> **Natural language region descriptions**

────────

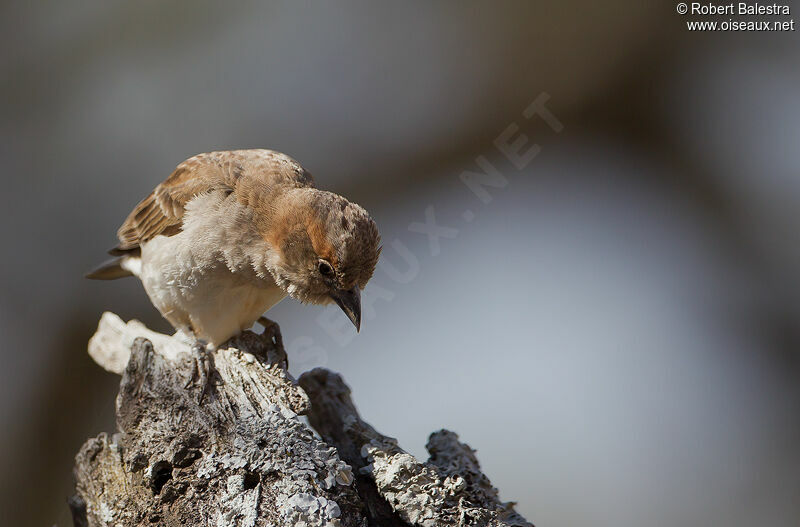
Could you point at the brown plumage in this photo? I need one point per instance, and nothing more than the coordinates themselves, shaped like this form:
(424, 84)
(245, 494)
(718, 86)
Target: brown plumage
(228, 234)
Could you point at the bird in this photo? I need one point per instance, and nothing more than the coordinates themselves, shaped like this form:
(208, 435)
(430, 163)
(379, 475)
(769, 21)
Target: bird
(229, 234)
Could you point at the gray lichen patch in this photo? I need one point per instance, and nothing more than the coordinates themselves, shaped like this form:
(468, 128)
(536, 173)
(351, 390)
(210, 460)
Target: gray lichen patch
(244, 457)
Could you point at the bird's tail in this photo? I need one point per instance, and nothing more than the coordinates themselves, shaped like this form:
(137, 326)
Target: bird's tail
(115, 268)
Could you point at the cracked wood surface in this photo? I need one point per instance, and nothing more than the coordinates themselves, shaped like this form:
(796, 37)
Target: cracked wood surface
(244, 457)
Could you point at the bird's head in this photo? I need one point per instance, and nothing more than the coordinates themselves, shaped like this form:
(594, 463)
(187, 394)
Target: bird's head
(327, 251)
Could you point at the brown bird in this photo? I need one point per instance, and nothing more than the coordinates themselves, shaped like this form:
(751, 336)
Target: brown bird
(229, 234)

────────

> **Brief**
Return all the data above as written, leaving out only the pictures.

> **Output**
Could you point at the brown plumage in this photo? I need one point per instance, and nothing more than the coordinates themselves, shaped like this form:
(424, 84)
(245, 494)
(718, 86)
Target: brown plumage
(228, 234)
Could you point at the bird in this photo? I need one point per instance, and nothing more than the coordinates themselves, shaped like this form:
(208, 435)
(430, 163)
(379, 475)
(769, 21)
Target: bird
(229, 234)
Could you point at the gray lichen patch in this photo? I need one point per instance, and nothing more than the coordinates themselves, shaped like this form:
(468, 128)
(536, 173)
(351, 390)
(210, 460)
Target: gray lichen patch
(244, 457)
Could you point at the bird's tail in this photo? I need one point per instance, and nothing more than the coordinates themselves, shaped like this form:
(137, 326)
Target: bird's tail
(115, 268)
Could you point at the cracked wood surface in this photo? I need one point per instance, and nothing more than the coordinates themselves, shaped like this form:
(796, 37)
Target: cracked wood surface
(244, 457)
Could you point at the bird's head in this photo? I need one point per instance, and nothing more than the coordinates themselves, shaped like this form:
(594, 463)
(187, 394)
Target: bird's head
(327, 251)
Could you point at the brown bird in this photo? I need one point per instance, and nothing more than the coordinates themselves, shaped like this form:
(751, 336)
Target: brown bird
(229, 234)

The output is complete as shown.